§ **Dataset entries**
■ ■ ■

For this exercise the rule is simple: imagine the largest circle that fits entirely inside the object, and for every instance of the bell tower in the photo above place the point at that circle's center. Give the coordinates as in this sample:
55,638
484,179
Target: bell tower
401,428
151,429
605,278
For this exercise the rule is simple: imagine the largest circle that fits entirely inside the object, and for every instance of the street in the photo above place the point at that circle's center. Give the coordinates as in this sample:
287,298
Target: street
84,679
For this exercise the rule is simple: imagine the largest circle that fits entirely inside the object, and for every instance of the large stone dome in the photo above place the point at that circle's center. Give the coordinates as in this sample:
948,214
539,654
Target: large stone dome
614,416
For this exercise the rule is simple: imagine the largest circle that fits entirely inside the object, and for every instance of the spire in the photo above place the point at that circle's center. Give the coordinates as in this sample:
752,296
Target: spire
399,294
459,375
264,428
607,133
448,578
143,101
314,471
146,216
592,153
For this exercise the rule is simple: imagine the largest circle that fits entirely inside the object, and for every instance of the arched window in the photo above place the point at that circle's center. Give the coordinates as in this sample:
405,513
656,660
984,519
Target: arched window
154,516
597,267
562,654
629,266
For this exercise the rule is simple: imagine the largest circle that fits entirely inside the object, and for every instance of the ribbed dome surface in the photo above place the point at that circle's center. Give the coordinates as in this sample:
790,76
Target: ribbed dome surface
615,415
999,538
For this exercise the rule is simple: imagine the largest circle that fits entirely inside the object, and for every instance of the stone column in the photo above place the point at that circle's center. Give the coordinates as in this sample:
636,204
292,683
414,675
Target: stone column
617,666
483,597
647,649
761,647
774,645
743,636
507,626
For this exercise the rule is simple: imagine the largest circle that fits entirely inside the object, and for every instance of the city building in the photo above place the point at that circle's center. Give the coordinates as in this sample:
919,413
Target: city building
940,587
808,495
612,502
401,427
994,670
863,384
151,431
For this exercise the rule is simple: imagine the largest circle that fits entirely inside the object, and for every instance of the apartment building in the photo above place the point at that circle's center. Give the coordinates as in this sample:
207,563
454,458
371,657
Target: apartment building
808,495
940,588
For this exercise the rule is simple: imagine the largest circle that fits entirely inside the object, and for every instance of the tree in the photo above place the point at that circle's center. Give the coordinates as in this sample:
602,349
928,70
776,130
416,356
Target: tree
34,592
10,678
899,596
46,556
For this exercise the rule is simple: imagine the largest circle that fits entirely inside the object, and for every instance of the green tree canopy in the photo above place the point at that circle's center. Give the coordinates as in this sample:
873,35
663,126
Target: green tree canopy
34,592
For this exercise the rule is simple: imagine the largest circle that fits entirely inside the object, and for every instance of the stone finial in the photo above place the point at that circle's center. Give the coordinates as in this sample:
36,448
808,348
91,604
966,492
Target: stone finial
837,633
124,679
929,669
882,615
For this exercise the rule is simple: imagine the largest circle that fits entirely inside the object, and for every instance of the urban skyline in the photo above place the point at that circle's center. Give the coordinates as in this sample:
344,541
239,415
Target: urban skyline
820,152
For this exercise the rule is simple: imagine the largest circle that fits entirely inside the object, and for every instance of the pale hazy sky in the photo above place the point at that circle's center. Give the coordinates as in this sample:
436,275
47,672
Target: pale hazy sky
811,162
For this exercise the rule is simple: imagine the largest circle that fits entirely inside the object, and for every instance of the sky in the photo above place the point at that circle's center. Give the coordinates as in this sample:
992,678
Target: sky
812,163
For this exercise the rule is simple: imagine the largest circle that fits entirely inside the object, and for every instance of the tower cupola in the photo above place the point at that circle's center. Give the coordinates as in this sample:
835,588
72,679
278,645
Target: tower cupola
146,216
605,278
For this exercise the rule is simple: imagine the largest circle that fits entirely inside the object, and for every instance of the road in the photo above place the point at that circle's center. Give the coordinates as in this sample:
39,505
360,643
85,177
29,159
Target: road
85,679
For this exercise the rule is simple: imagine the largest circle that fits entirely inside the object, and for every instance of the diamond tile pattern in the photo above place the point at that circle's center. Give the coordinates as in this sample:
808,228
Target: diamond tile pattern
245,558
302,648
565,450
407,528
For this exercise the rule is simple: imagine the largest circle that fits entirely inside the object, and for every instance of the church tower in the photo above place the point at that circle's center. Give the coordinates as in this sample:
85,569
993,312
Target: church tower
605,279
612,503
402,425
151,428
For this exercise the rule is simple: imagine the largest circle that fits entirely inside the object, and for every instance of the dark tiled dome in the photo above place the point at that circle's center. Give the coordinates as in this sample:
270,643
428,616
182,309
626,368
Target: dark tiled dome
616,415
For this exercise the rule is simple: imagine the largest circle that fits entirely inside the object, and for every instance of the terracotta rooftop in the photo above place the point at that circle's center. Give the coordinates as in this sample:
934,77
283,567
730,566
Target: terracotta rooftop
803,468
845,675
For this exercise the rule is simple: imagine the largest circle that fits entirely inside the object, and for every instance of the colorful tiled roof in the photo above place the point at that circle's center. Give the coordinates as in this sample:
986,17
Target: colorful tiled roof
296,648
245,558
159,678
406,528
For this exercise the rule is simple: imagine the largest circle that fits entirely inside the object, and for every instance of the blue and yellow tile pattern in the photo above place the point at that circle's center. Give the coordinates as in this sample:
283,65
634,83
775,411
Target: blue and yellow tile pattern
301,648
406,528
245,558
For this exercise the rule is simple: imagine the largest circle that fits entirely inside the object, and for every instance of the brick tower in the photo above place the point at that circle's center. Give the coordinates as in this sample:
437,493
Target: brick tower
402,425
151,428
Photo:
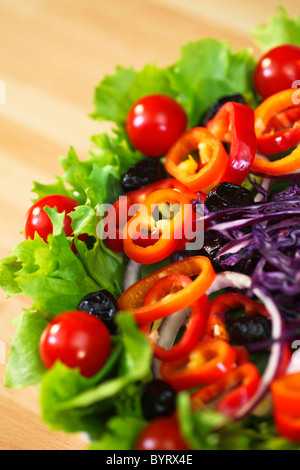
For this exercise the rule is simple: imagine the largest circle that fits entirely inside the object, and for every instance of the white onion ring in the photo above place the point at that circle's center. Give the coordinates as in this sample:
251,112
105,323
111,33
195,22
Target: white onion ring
241,281
167,335
132,274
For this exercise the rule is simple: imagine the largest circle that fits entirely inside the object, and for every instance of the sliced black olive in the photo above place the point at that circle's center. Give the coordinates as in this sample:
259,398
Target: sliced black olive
102,305
139,175
250,329
236,98
158,399
226,195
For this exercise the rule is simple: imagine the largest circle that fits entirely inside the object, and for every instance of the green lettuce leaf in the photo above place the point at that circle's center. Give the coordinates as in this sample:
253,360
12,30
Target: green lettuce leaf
195,80
117,92
53,275
24,366
280,29
72,402
121,433
8,268
207,70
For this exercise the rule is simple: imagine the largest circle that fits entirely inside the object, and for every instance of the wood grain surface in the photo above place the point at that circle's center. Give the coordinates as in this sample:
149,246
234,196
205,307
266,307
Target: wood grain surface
52,55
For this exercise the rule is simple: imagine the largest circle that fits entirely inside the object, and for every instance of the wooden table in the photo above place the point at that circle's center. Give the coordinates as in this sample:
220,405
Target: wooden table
52,55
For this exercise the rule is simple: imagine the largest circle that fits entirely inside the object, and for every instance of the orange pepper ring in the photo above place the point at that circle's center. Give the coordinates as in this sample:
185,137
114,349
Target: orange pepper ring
133,297
195,326
240,385
263,114
165,245
207,363
188,142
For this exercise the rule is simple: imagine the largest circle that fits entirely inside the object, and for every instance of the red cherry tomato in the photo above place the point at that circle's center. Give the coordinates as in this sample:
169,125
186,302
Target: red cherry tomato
37,220
77,339
161,434
154,123
277,70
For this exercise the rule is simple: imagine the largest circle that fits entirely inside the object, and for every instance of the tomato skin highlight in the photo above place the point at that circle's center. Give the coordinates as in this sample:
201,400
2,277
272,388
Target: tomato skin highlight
154,123
161,434
277,70
36,219
77,339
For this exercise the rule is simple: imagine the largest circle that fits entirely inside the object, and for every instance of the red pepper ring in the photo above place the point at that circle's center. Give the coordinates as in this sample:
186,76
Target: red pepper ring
195,326
133,298
241,384
234,123
207,363
119,213
213,159
216,327
166,232
277,123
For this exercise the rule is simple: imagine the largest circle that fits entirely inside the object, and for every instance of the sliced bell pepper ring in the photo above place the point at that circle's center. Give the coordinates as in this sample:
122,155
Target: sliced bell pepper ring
119,213
132,299
216,326
271,141
240,384
166,232
234,124
277,123
207,363
286,394
195,326
212,159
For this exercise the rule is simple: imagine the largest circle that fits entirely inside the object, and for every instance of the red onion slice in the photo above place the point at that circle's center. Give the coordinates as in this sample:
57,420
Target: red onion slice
241,281
266,185
132,274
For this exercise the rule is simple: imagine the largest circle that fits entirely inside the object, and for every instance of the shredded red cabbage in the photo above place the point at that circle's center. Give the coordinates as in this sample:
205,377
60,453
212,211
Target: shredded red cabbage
263,241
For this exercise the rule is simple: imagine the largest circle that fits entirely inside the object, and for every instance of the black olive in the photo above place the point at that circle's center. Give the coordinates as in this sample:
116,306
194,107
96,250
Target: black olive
213,244
147,171
102,305
250,329
226,195
158,399
237,98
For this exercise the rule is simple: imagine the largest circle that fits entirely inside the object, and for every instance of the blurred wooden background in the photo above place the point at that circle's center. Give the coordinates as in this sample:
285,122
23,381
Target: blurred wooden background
52,55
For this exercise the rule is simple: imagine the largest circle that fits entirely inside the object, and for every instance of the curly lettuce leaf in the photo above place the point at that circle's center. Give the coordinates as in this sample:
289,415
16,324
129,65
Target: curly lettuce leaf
24,366
71,402
117,92
280,29
207,70
120,433
53,275
195,80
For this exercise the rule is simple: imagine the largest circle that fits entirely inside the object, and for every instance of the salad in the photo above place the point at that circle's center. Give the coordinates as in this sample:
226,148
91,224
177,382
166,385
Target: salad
164,268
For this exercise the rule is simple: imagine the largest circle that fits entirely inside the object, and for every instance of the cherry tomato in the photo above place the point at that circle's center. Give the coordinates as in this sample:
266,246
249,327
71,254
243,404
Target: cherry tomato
161,434
154,123
277,70
37,220
77,339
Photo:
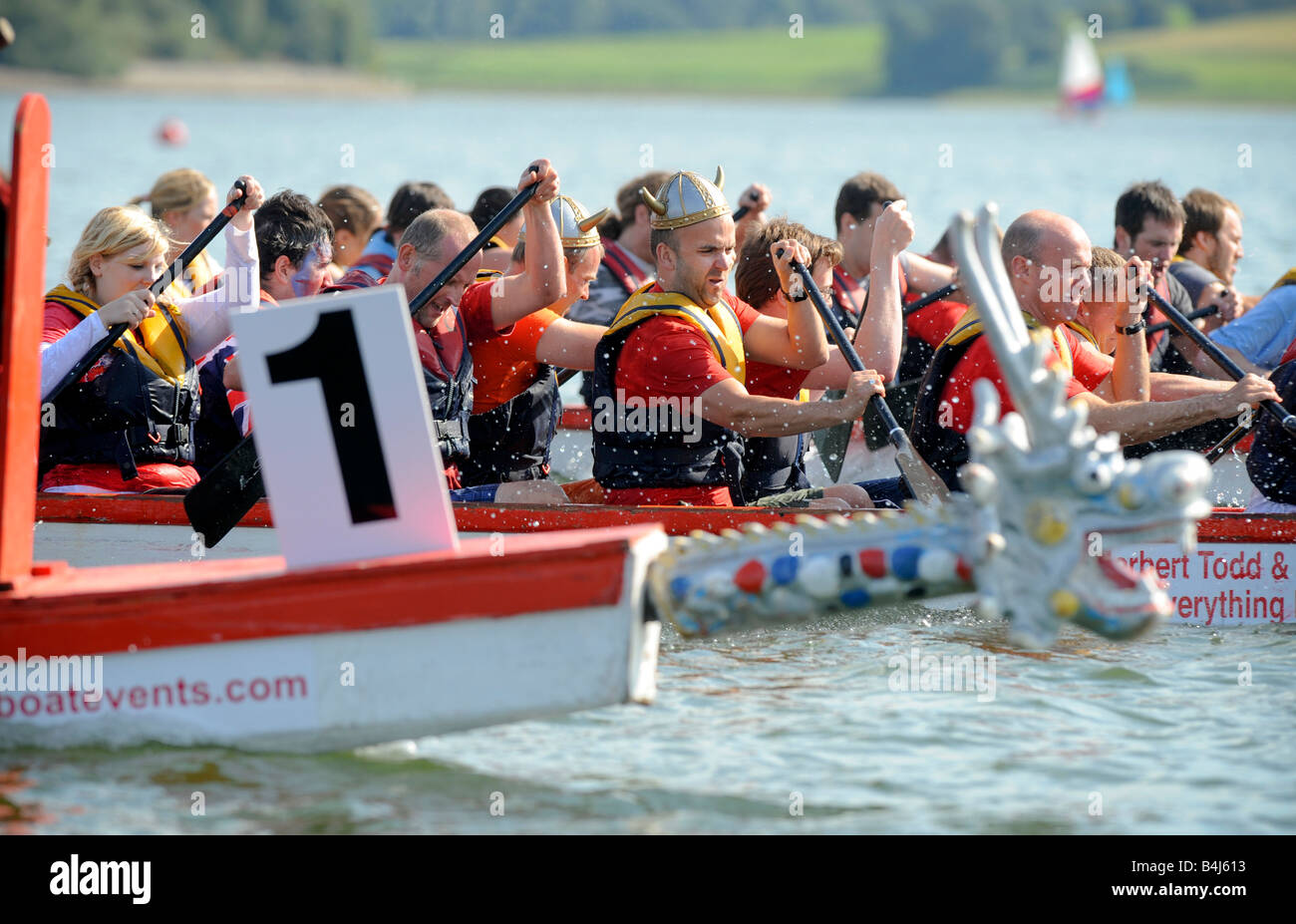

■ ■ ■

§ **WHAT TO WORK ON**
Count the lines in the entries above that contain the string "pale", treating uppercase and lowercase as different. Reply with the number alone.

§ **EXERCISE RESULT**
2